# Regional Forums > United States > South US >  really need some help on a move

## steve_r34

Trying to relocate from ny to fl but everywhere we seem to look we are having issues with renting cause we own 2 pit bulls . Does anyone know realtors that could help out . At this point it don't matter where we go . We where looking to stay up by Panama city area . Any help would b greatly appreciated  .. 
Thanks

----------


## JLC

I don't know any realtors in that area, but as someone who has moved many, many times and rented many houses with a doberman in tow, I can just encourage you to stick with it.  There ARE property owners out there that have no problems with pit bulls or other "dangerous" dogs, but sometimes you have to sift through a lot of rejection to find them, which I know can be exceedingly frustrating when you find what would otherwise be a perfect home.

RECORD EXTRACTS>
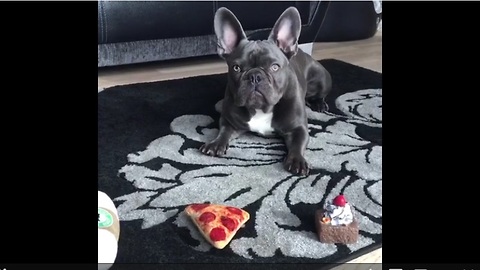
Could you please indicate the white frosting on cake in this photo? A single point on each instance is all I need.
(339, 215)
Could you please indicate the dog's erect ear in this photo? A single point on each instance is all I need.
(229, 31)
(286, 31)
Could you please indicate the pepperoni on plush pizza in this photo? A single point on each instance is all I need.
(217, 223)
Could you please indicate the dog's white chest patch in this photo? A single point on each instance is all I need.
(261, 123)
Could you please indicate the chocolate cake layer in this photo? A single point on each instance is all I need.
(340, 234)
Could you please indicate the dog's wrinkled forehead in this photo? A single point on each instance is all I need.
(258, 53)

DIRECTIONS>
• 1. Starting with the row that contains "Could you please indicate the dog's white" and going on through the last of the rows, switch "wrinkled" to "furrowed" and write those lines out again with nothing else changed.
• 2. Pick up the forum thread about moving to Florida with two pit bulls and carry it on from its last sentence.

WRITTEN RESPONSES>
• 1.
Could you please indicate the dog's white chest patch in this photo? A single point on each instance is all I need.
(261, 123)
Could you please indicate the chocolate cake layer in this photo? A single point on each instance is all I need.
(340, 234)
Could you please indicate the dog's furrowed forehead in this photo? A single point on each instance is all I need.
(258, 53)

• 2.
We own a house in Crestview (about two hours northwest of Panama City) that we rent out and I wouldn't have any problems renting to someone with two pits, so long as they prove to be responsible tenants and financially capable of living there.  We currently have long-term tenants living there, so it's not it's not available or anything, but it should offer hope that there ARE homes available for rent, even to pit owners.

----------

_Reinz_ (02-27-2015)

----------


## steve_r34

Thanks for the encouraging words judy . Will keep looking . I just don't want to get stuck in ny for another winter .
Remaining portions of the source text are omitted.